#### [Short task 1]
Swap "bounding box" for "enclosing box" in the entries, starting with the first line and going on through the line with "[324,65,400,87]", and write out those lines with nothing else changed.

#### [Page text]

* START *

5 Tips for Expanding your Embroidery Expertise

Start an Idea Folder

I keep an Idea folder in My Documents on my computer. I have five subfolders in the Idea folder – Tops, Bottoms, Accessories, Quilts and Home Décor. As I browse on the web, I grab a screen shot of something that inspires me – a sweater, handbag, jeans, etc. I save the screen shot in the appropriate folder and then when I’m working on a new project, I flip through the images. These images help me explore embroidery layouts, interesting color combinations, proportion and scale. I might incorporate a sleeve treatment from one blouse and a collar from another into my finished project. The finished item usually has little resemblance to its original inspiration. And that’s okay with me; my Idea folders provide inspiration and get me going on a new venture.

Don’t Think Project – Think Technique

There’s so much to learn when you focus on technique and not the finished project. We put a lot of pressure on ourselves when we create a project that includes techniques or steps that are new to us. So take the pressure off and explore the technique. Use scrap fabrics – materials you wouldn’t mind tossing – and delve into a technique that’s been troubling you such as free-standing lace or reverse applique. After 60-90 minutes, you’ll have it nailed! Then move onto a new project that showcases your newly-mastered technique.

* END *

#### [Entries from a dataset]

* START *

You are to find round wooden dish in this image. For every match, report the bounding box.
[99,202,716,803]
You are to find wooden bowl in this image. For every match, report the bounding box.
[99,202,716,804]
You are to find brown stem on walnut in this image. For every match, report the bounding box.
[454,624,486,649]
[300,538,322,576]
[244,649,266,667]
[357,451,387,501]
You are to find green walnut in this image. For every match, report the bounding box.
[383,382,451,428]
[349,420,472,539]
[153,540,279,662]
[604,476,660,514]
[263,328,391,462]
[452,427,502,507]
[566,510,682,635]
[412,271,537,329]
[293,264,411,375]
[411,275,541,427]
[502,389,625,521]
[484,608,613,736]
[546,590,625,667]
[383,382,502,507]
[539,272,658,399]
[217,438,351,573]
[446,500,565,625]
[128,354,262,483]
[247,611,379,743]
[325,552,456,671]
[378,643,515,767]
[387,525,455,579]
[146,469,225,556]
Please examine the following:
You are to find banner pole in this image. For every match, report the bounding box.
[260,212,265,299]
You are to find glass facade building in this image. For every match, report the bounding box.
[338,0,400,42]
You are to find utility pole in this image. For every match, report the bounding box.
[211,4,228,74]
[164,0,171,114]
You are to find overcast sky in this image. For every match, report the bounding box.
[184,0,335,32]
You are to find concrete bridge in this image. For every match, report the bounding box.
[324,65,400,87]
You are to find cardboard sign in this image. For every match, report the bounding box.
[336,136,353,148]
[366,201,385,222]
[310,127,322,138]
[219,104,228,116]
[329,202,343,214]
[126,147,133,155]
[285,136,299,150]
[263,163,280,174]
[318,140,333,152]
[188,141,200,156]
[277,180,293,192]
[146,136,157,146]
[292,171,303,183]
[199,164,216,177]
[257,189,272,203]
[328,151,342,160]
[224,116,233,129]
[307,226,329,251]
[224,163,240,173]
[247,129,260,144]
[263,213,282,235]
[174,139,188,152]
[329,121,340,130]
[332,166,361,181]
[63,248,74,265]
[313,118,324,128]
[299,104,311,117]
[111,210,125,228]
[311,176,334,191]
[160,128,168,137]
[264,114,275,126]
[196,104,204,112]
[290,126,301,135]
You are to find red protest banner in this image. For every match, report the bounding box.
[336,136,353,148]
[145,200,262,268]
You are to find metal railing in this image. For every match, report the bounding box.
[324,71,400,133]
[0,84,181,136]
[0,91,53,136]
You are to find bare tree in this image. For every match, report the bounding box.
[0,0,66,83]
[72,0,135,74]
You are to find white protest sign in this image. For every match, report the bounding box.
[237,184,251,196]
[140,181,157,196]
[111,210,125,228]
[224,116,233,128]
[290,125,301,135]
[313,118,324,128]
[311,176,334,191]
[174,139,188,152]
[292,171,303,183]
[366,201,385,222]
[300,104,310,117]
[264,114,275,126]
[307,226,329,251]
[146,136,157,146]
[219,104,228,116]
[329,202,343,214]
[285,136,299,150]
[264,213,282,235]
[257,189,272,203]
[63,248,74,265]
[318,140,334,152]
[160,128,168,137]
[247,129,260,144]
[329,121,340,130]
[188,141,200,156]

* END *

#### [Short task 2]
In the embroidery tips, how many subfolders are in the Idea folder, and what are they called?

#### [Correct answer 1]
You are to find round wooden dish in this image. For every match, report the enclosing box.
[99,202,716,803]
You are to find wooden bowl in this image. For every match, report the enclosing box.
[99,202,716,804]
You are to find brown stem on walnut in this image. For every match, report the enclosing box.
[454,624,486,649]
[300,538,322,576]
[244,649,266,667]
[357,451,387,501]
You are to find green walnut in this image. For every match, report the enclosing box.
[383,382,451,428]
[349,420,472,539]
[153,540,279,662]
[604,476,660,514]
[263,328,391,462]
[452,427,502,507]
[566,510,682,635]
[412,271,537,329]
[293,264,411,375]
[411,275,541,427]
[502,389,625,521]
[484,608,613,736]
[546,590,625,667]
[383,382,502,507]
[539,272,658,399]
[217,438,351,573]
[446,500,565,625]
[128,354,262,483]
[247,611,379,743]
[325,552,456,671]
[378,643,515,767]
[387,525,455,579]
[146,469,225,556]
Please examine the following:
You are to find banner pole in this image. For every match, report the enclosing box.
[260,212,265,299]
You are to find glass facade building in this image. For every match, report the enclosing box.
[338,0,400,42]
You are to find utility pole in this image. For every match, report the enclosing box.
[211,4,228,74]
[164,0,171,114]
You are to find overcast sky in this image. For every match, report the enclosing box.
[184,0,335,32]
You are to find concrete bridge in this image. For every match, report the enclosing box.
[324,65,400,87]

#### [Correct answer 2]
Five: Tops, Bottoms, Accessories, Quilts and Home Décor.